WYBRANY FRAGMENT =
= = = = = = =
Postanowiłem ogłosić wyprzedaż niektórych składników mojej garderoby, żeby zrobić trochę miejsca na kolejne nowe rzeczy, które ciągle się pojawiają w mojej szafie. Wystawiane marynarki i spodnie są używane, ale niektóre z nich miałem na sobie raptem kilka razy. Marynarki nie noszą praktycznie żadnych śladów użytkowania, natomiast chinosy były prane – niektóre wiele razy – co oczywiście daje się zauważyć. Jeśli jednak uznałem, że te ślady użytkowania są widoczne, to ustaliłem niską (żeby nie powiedzieć: symboliczną) cenę. Na zakupione rzeczy wystawiam faktury co praktycznie oznacza, że z zaproponowanej ceny 81,3% trafi do mojej kieszeni, a 18,7% zasili budżet państwa jako podatek VAT. Z kolei z tego co trafiło do mnie zapłacę podatek dochodowy 18%. Czyli płacąc za marynarkę 200 zł, płacicie mnie 133 zł i fiskusowi 67 zł 🙂 Do podanych cen trzeba doliczyć jeszcze koszt wysyłki (koszt kartonu plus koszt kuriera), który wynosi 20 zł.
Wszystkie sprzedawane rzeczy były kupione jako gotowe. Niektóre z nich były poddane korektom krawieckim; piszę o tym w opisach. Jedna z marynarek ma rękawy o różnej długości (różnica 0,5 cm), ponieważ – jak prawie każdy – mam ręce różnej długości. Moja lewa ręka jest krótsza od prawej o ok. 1 cm. Zatem jeśli ktoś ma układ odwrotny – lewą rękę dłuższą, a prawą krótszą – to akurat tej marynarki nie powinien kupować. Pozostałe marynarki mają oba rękawy takiej samej długości. Zamiast podawania rozmiarów marynarek, podaję moje wymiary – jeśli ktoś ma zbliżone, to jest duże prawdopodobieństwo, że marynarki i spodnie będą na nim dobrze leżały. Wzrost: 170 cm, obwód pasa: 90 cm, obwód klatki piersiowej: 100 cm, długość nóg (od kroku): 86 cm, szerokość ramion: 42 cm.
= = = = = = =
ZAPISANE INFORMACJE =
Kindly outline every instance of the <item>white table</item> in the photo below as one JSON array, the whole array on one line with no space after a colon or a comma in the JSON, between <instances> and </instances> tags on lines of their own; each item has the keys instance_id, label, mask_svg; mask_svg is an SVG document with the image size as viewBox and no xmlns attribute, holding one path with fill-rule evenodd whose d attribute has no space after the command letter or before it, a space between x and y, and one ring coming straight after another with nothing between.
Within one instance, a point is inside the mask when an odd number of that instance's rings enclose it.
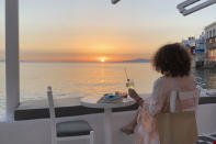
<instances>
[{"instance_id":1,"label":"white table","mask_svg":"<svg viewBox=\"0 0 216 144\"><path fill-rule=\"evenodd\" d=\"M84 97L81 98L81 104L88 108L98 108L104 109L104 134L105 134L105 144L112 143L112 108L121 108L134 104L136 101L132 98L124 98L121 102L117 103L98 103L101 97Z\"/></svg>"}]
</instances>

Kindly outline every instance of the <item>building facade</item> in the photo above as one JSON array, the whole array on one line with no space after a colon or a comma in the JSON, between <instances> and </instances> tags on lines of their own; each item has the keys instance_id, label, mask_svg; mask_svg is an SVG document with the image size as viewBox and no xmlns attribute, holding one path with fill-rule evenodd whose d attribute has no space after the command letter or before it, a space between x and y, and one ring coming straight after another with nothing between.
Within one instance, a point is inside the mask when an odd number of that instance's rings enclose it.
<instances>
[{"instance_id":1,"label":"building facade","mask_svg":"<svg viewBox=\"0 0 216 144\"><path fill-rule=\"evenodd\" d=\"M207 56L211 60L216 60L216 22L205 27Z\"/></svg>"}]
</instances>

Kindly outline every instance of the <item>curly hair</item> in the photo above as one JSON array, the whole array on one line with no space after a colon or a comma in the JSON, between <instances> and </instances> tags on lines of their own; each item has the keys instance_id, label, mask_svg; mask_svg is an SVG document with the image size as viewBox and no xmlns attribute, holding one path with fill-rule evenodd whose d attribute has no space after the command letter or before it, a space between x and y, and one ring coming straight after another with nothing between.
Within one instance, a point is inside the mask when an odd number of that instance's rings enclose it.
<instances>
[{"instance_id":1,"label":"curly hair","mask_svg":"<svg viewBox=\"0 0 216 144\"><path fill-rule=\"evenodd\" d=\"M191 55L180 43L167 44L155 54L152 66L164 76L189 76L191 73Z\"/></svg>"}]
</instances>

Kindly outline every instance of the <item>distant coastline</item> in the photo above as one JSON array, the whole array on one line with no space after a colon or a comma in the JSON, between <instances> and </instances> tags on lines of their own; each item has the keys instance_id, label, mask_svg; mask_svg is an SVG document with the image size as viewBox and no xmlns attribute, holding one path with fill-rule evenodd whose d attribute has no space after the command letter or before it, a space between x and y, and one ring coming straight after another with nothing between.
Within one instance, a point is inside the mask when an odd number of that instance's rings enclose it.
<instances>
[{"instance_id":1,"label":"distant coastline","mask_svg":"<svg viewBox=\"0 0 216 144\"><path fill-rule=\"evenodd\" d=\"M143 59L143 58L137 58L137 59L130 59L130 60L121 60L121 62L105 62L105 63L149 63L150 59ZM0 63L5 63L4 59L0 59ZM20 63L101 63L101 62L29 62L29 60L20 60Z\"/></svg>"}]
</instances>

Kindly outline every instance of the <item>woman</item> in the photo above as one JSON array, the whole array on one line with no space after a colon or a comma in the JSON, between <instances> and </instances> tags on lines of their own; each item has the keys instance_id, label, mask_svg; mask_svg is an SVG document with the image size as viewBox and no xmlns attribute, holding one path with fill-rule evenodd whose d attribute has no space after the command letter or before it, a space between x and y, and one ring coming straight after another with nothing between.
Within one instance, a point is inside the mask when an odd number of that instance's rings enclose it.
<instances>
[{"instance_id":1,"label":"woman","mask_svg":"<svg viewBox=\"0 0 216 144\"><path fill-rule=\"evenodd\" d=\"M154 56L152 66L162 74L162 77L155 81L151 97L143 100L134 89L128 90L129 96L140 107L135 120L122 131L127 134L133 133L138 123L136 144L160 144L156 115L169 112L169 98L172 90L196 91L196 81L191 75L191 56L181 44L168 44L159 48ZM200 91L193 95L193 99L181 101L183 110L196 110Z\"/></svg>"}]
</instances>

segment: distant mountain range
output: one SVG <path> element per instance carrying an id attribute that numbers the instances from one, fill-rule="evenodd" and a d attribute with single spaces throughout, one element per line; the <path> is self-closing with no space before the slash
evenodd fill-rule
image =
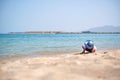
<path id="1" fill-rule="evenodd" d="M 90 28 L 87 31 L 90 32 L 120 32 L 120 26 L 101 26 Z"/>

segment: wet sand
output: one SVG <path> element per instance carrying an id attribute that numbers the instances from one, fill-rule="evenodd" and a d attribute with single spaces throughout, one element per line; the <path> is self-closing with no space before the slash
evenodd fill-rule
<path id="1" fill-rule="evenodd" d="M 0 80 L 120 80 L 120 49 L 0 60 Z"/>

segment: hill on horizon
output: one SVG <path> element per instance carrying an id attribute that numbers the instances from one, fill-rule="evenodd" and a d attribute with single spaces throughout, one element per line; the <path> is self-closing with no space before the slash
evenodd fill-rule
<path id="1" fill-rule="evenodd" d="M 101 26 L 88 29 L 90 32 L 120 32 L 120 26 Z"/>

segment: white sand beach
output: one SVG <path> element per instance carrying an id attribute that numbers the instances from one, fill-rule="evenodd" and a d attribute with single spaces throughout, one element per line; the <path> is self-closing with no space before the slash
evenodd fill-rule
= = = = = = =
ZADANIE DO WYKONANIA = Przepisz fragment tekstu o wyprzedaży ubrań od „Wszystkie sprzedawane rzeczy” do „ramion: 42 cm.”, zastępując „korektom krawieckim” wyrażeniem „poprawkom krawieckim”. Zapisane pozycje nie są tu do niczego potrzebne.

ODPOWIEDŹ DO ZADANIA =
Wszystkie sprzedawane rzeczy były kupione jako gotowe. Niektóre z nich były poddane poprawkom krawieckim; piszę o tym w opisach. Jedna z marynarek ma rękawy o różnej długości (różnica 0,5 cm), ponieważ – jak prawie każdy – mam ręce różnej długości. Moja lewa ręka jest krótsza od prawej o ok. 1 cm. Zatem jeśli ktoś ma układ odwrotny – lewą rękę dłuższą, a prawą krótszą – to akurat tej marynarki nie powinien kupować. Pozostałe marynarki mają oba rękawy takiej samej długości. Zamiast podawania rozmiarów marynarek, podaję moje wymiary – jeśli ktoś ma zbliżone, to jest duże prawdopodobieństwo, że marynarki i spodnie będą na nim dobrze leżały. Wzrost: 170 cm, obwód pasa: 90 cm, obwód klatki piersiowej: 100 cm, długość nóg (od kroku): 86 cm, szerokość ramion: 42 cm.